Al ritorno sul treno comincio a conoscere meglio le persone che mi accompagnano in questo viaggio. Seduto di fronte a me un uomo inglese con un forte accento del nord beve una birra. Mi dice che è un giardiniere, sta andando a Vancouver per lavoro, come ogni anno, ma questa volta non ha voluto arrivarci in aereo, bensì in treno. Vive nel Lake District, piccola e meravigliosa regione inglese al confine con la Scozia, in cui mi ero andato un paio di anni fa, nei miei giorni di Manchester. Mi dice che anche lui sta facendo un dottorato in botanica all’università di Durham. La sua ricerca consiste nel trovare un modo per “dare i nomi alle piante”. Dice che con la sperimentazione genetica e le continue scoperte scientifiche, ormai i nomi che vengono dati alle piante non sono più comprensibili, sono troppi, troppo complicati. La sua ricerca è dare un ordine a questo caos. Non so se sta inventando questa storia, ma sembra competente. Comunque sia, è un personaggio affascinante, che mi ricorda un personaggio di un libro di Baricco, che si reca tutti i giorni in spiaggia per misurare con precisione il punto in cui finisce il mare. Glielo dico, la storia gli piace, e ci ride sopra filosofeggiando un po’ su cosa volessi dire.

DATI DI PARTENZA >>
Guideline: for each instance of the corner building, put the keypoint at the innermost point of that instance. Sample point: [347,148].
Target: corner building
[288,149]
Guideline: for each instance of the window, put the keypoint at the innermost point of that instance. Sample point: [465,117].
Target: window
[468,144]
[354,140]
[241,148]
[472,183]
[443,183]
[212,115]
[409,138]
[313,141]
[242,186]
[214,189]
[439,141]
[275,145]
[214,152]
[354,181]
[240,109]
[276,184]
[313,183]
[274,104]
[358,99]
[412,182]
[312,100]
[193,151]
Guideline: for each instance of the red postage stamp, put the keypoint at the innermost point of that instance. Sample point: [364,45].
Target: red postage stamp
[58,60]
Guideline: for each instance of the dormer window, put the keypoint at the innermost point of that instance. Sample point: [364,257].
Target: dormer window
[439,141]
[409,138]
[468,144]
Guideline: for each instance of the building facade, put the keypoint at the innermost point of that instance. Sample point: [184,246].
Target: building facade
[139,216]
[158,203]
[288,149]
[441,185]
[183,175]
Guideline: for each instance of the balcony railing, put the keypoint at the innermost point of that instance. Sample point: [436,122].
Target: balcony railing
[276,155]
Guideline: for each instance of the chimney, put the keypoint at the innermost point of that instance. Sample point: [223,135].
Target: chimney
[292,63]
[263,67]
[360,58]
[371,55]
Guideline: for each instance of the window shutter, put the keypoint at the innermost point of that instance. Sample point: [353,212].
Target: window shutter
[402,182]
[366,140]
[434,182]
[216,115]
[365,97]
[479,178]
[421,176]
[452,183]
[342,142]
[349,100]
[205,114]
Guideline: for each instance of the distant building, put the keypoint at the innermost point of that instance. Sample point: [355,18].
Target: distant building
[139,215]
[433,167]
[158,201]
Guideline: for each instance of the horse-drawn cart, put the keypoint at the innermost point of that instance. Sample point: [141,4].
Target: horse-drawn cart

CONSEGNE DA SVOLGERE >>
1. Rispondi a queste domande sul brano del viaggio in treno, una per riga:
(a) Dove sta andando l'uomo inglese e per quale motivo?
(b) In quale università sta facendo il dottorato?
(c) Che cosa fa ogni giorno il personaggio del libro di Baricco?
2. Prosegui, per favore, il brano del viaggio in treno, partendo da dopo la sua ultima frase.

RISPOSTE PER CONSEGNA >>
1.
(a) Sta andando a Vancouver per lavoro.
(b) All'università di Durham.
(c) Va in spiaggia per misurare con precisione il punto in cui finisce il mare.

2.
La ragazza spagnola mi ha accompagnato in questi due giorni. E’ petulante, ride e sorride troppo, fischietta istericamente simulando il canto di un uccellino, e mi segue come un’ombra, forse perché l’ho presa sotto la sua custodia. Ma tutto sommato la sua compagnia mi fa piacere. Al ritorno sul treno si apre in un racconto di perché sta viaggiando ad ovest da Montreal, città in cui abita temporaneamente. Dice che sta viaggiando ad ovest per dimenticare una delusione d’amore, un tale Simon, ragazzo quebequois che già mi immagino con i capelli rossi, e le lentiggini. Lei lo ha rifiutato per un anno, poi se ne innamora, però lui adesso si tira indietro, e lei ora deve decidere se tornare in Spagna dalla sua famiglia conservatrice o lasciare tutto e rimanere in Canada per lui, ma lui non da segni, ma lei… insomma, storia da romanzo rosa di seconda categoria, ma appunto per questo molto realistica. Adesso mi sta molto più simpatica, e umana. Penso che abbandonerò tutti i miei fantastici pregiudizi a cui tenevo così tanto.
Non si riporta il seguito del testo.